Stored data:
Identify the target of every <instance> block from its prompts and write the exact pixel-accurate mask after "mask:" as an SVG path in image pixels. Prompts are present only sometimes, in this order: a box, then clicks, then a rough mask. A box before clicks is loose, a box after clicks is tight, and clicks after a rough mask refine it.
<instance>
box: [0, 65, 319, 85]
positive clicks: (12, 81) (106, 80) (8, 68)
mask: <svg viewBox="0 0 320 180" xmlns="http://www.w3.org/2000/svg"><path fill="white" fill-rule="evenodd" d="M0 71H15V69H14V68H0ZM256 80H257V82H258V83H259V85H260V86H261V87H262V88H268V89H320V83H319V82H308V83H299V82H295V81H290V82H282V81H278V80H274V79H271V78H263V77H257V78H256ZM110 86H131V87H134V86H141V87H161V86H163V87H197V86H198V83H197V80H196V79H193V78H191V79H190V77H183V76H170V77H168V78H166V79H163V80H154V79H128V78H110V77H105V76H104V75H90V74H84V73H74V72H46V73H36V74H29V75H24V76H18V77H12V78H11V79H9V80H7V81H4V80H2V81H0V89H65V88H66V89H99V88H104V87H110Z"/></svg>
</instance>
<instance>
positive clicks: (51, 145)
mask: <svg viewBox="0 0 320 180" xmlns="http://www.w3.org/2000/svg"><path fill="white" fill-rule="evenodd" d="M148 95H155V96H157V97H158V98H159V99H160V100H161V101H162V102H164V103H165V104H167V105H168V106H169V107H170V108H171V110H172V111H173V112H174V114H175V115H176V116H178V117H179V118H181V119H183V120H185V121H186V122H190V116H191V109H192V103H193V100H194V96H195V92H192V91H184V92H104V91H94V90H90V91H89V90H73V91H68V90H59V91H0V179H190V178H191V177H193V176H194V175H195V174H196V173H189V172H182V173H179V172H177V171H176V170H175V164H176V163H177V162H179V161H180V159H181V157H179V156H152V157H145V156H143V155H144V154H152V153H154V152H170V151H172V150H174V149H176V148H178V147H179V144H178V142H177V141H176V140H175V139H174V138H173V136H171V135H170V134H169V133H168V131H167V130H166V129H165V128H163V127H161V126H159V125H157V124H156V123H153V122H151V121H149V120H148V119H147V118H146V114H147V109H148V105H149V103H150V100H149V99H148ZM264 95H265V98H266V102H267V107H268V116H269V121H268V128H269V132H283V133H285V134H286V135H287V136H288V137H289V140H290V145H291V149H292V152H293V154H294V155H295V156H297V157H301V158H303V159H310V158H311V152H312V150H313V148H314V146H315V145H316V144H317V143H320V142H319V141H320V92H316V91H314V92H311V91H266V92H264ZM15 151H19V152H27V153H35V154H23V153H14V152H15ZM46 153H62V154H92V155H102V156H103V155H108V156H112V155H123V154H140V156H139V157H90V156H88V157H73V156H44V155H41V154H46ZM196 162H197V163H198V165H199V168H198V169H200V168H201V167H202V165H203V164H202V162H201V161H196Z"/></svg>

- TASK TO CARRY OUT
Extract all lines from the data in which "instance" is found.

- OUTPUT OF THE EXERCISE
Identify the target of every <instance> block from its prompts and write the exact pixel-accurate mask after "mask:" as an SVG path in image pixels. Prompts are present only sometimes, in this order: a box, then clicks, then a rough mask. A box before clicks is loose, a box after clicks is tight, and clicks after a rough mask refine it.
<instance>
</instance>
<instance>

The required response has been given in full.